* _Work to do_
The entries below are to be transcribed in full, without their images.

(Location identification items)
>>>>>

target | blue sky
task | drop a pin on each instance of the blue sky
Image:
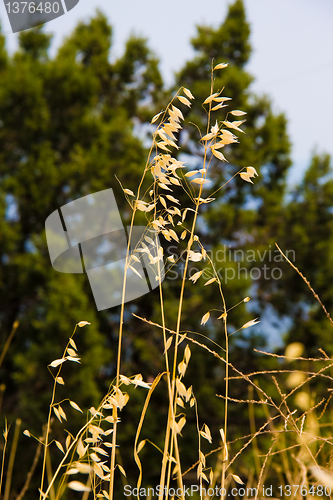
(292, 58)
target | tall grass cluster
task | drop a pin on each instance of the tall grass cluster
(289, 408)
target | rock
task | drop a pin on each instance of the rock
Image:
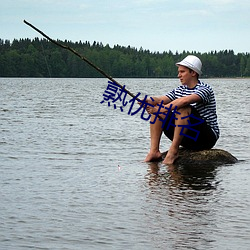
(213, 157)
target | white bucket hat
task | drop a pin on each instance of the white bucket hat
(191, 62)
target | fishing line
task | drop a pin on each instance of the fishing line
(82, 57)
(45, 58)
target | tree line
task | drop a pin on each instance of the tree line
(40, 58)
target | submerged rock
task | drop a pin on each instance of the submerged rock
(204, 157)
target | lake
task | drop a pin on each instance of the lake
(72, 173)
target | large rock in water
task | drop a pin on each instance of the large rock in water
(204, 157)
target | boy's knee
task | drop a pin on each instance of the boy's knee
(185, 109)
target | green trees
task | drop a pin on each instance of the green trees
(40, 58)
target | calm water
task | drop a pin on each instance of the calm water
(72, 175)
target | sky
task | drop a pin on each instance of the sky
(155, 25)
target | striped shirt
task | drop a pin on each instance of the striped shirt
(206, 108)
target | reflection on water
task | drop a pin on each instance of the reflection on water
(189, 177)
(183, 197)
(61, 187)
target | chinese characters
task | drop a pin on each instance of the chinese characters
(116, 96)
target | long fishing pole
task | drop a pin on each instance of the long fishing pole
(82, 57)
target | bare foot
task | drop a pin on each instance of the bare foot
(153, 156)
(170, 157)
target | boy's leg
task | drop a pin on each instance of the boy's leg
(173, 151)
(155, 137)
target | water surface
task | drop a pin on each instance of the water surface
(72, 175)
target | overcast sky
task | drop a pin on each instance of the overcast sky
(157, 25)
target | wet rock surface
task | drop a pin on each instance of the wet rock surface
(204, 157)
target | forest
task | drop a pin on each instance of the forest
(41, 58)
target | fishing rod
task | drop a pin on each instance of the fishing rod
(83, 58)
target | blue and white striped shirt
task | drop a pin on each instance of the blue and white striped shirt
(206, 108)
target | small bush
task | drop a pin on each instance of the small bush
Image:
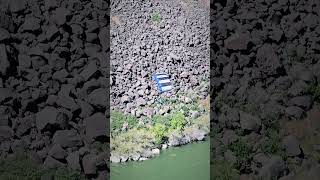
(222, 170)
(159, 119)
(156, 17)
(118, 118)
(203, 122)
(241, 149)
(178, 121)
(272, 145)
(314, 89)
(159, 131)
(131, 142)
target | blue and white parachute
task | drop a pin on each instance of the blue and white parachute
(163, 82)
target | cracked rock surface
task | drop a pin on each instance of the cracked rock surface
(265, 87)
(54, 82)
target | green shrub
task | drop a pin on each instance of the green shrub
(272, 145)
(178, 121)
(159, 131)
(314, 89)
(160, 119)
(118, 118)
(222, 170)
(156, 17)
(203, 122)
(133, 141)
(241, 149)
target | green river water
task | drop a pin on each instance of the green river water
(188, 162)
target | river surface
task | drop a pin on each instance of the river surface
(188, 162)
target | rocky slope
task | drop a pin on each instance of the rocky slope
(265, 83)
(54, 82)
(141, 45)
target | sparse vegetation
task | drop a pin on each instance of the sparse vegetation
(131, 142)
(162, 127)
(222, 170)
(159, 131)
(314, 90)
(118, 119)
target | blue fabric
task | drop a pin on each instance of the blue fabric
(161, 86)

<<<<<

* _Solved problem_
target | blue sky
task | drop a pin on each instance of the blue sky
Image:
(292, 58)
target | tall grass cluster
task | drop a pin on each instance of the tall grass cluster
(289, 408)
target | rock
task | drop a pin on each instance of the rock
Image:
(213, 157)
target | white bucket hat
task | drop a pin on each instance of the white bucket hat
(191, 62)
target | fishing line
task | drop a pin on each instance of the fishing line
(82, 57)
(45, 58)
target | tree line
task | drop a pin on each instance of the tree line
(40, 58)
target | submerged rock
task | drop a pin on each instance of the submerged rock
(204, 157)
target | lake
task | drop a pin on each instance of the lake
(72, 173)
target | large rock in water
task | drop a pin on each instance of the large rock in water
(204, 157)
target | boy's knee
task | drop a pin on each instance of the boy's knee
(185, 109)
target | green trees
task | drop a pin on each instance of the green trees
(40, 58)
target | calm water
task | drop a pin on each instance of the calm water
(72, 175)
target | sky
task | drop a pin on each instance of the sky
(155, 25)
target | striped shirt
task | drop a pin on each instance of the striped shirt
(206, 108)
target | reflection on water
task | drop a pin on each instance of the reflection on water
(189, 177)
(183, 197)
(61, 187)
target | chinese characters
task | drop a pin on each instance of the chinese characters
(116, 96)
target | long fishing pole
task | drop a pin on each instance of the long fishing pole
(82, 57)
target | bare foot
task | drop a pin on each instance of the bare foot
(153, 156)
(170, 157)
target | boy's leg
task | drop a pin on each instance of the boy's leg
(173, 151)
(155, 137)
target | water surface
task | drop a pin on each instance of the water surface
(72, 175)
target | overcast sky
task | drop a pin on each instance of the overcast sky
(157, 25)
target | wet rock surface
task | drop a pin on each instance of the wet rock surface
(204, 157)
target | forest
task | drop a pin on each instance of the forest
(41, 58)
target | fishing rod
task | drop a pin on each instance of the fishing rod
(83, 58)
target | blue and white striped shirt
task | drop a pin on each instance of the blue and white striped shirt
(206, 108)
target | small bush
task | drop a pin on each instance of the small bush
Image:
(222, 170)
(159, 119)
(156, 17)
(118, 118)
(203, 122)
(241, 149)
(178, 121)
(272, 145)
(314, 89)
(159, 131)
(131, 142)
target | blue and white parachute
task | drop a pin on each instance of the blue and white parachute
(163, 82)
target | cracked rock surface
task | drop a pin on each instance of the cracked rock surface
(265, 87)
(54, 82)
target | green shrub
task | drop a pin on each instance of the green shrub
(272, 145)
(178, 121)
(159, 131)
(314, 89)
(160, 119)
(118, 118)
(222, 170)
(156, 17)
(203, 122)
(133, 141)
(241, 149)
target | green river water
task | drop a pin on each instance of the green river water
(188, 162)
target | river surface
task | drop a pin on each instance of the river surface
(188, 162)
target | rocky slope
task | drop a pin on each instance of the rocky slope
(265, 83)
(54, 82)
(141, 45)
target | sparse vegetation
task | drop a pin on each instance of the sparse vegetation
(131, 142)
(162, 127)
(222, 170)
(159, 131)
(314, 90)
(118, 119)
target | blue fabric
task | drop a pin on each instance of the blue fabric
(161, 86)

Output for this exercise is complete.